Text block:
[Start of Attachment]

The patient had a carotid dissection over five years prior to presentation and had a stroke and DVT. To protect her from pulmonary embolism, an IVC filter was placed, she was anticoagulated for a while. She rehabilitated and was doing well when several months prior to consultation she developed severe upper abdominal pain that occurred intermittently without triggers. She underwent a workup which included laboratory testing and endoscopy which were negative, and a CT scan showing the IVC filter had tilted and the legs had eroded through the vena cava to abut the duodenum and abdominal aorta. No other pathology could be found and after discussion operative resection was planned.
As mentioned in an earlier post, 3DVR image processing has become indispensable in planning not only aortic interventions but open surgery as well. An oblique incision was created, basically a high transplant incision, and we stayed in the retroperitoneum. The leg of the filter abutting the duodenum did not penetrate it and there was no leakage of bile. The end of the leg, of which there are two types on this filter, was in the vena cava, but the side had eroded out of the cava. Control of the IVC is always treacherous because of the fragile lumbar tributaries underneath the cava. Once heparinized and clamped, a longitudinal venotomy released the filter. The head was embedded in the cava wall and would not have been easily accessible with a snare.
The tine that was headed towards the aorta had to be removed from the filter to manipulate it out. No bleeding was noted from the aorta.

[End of Attachment]

Tasks to perform:
• 1. In the IVC filter case, what kind of incision was created for the operation?
• 2. Decide whether each statement agrees with the IVC filter case, answering yes or no and quoting the deciding words: (a) The leg of the filter abutting the duodenum penetrated it. (b) The patient's laboratory testing and endoscopy were negative. (c) Bleeding was noted from the aorta.
• 3. Carry on the IVC filter case from its last sentence.
The entries are separate material, unrelated to the IVC filter case.

Data:

[Start of Attachment]

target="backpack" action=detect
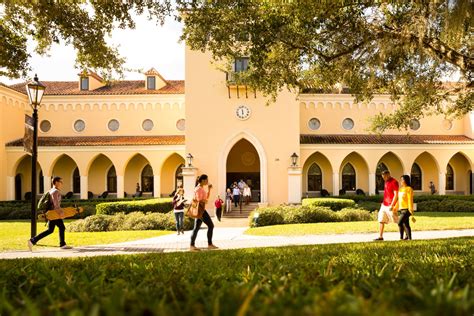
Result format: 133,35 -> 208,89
36,191 -> 53,220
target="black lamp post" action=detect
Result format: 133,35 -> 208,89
26,74 -> 46,238
186,153 -> 194,167
291,153 -> 299,167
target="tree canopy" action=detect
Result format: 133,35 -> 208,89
0,0 -> 474,132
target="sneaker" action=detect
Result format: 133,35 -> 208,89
28,239 -> 34,251
189,246 -> 201,252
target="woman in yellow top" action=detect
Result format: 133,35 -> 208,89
396,175 -> 415,239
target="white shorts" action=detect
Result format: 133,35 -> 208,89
378,204 -> 398,224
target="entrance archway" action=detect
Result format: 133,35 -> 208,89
225,139 -> 261,202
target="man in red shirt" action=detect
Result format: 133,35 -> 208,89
374,170 -> 398,240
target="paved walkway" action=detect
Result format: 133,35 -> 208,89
0,227 -> 474,259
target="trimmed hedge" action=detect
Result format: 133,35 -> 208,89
67,212 -> 194,232
302,198 -> 356,211
96,198 -> 173,215
249,205 -> 372,227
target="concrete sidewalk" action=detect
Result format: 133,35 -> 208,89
0,227 -> 474,259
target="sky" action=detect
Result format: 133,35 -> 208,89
0,16 -> 184,84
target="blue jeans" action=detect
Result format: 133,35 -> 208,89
174,212 -> 184,232
191,211 -> 214,246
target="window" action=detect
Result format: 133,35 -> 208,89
234,57 -> 249,72
308,117 -> 321,131
446,164 -> 454,190
107,119 -> 120,132
74,120 -> 86,133
410,163 -> 422,190
375,162 -> 390,192
81,77 -> 89,91
40,120 -> 51,133
107,166 -> 117,193
308,163 -> 323,191
142,165 -> 153,192
410,120 -> 421,131
342,163 -> 356,191
146,76 -> 156,90
142,119 -> 154,132
72,167 -> 81,193
342,118 -> 354,131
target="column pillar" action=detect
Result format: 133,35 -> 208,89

[End of Attachment]

Outputs for the tasks:
• 1. An oblique incision, basically a high transplant incision.

• 2.
(a) No: "The leg of the filter abutting the duodenum did not penetrate it"
(b) Yes: "laboratory testing and endoscopy which were negative"
(c) No: "No bleeding was noted from the aorta."

• 3.
This is my fifth operative removal of an IVC filter that had eroded into adjacent organs. Recently I removed a filter which had eroded into the aorta -this required a pledgetted suture. In my first case, about 7 years ago, a filter placed in a teen, the victim of polytrauma due to an MVA, caused fevers and an upper GI hemorrhage which was diagnosed on upper endoscopy -somewhere I have a great picture of an IVC filter leg in the duodenum.
Which brings me to my last point. The guidelines for placing these filters has evolved and it is clear now that they are not as benign as once thought. They are not only associated with migration but also iliocaval thrombosis. Stenting across them can push the legs out into organs. Their migration into the retroperitoneum can cause an atypical abdominal pain syndrome -in this patient, the pain was immediately gone. If placed, plan should be made for removal if feasible, anticoagulation maintained if possible, and filter choice limited to those that have long track records.
The treatment of venous thromboembolism remains primarily pharmacologic. When the indication for the filter expires, the filter should be removed unless the risks of removal exceed the risks of leaving it in.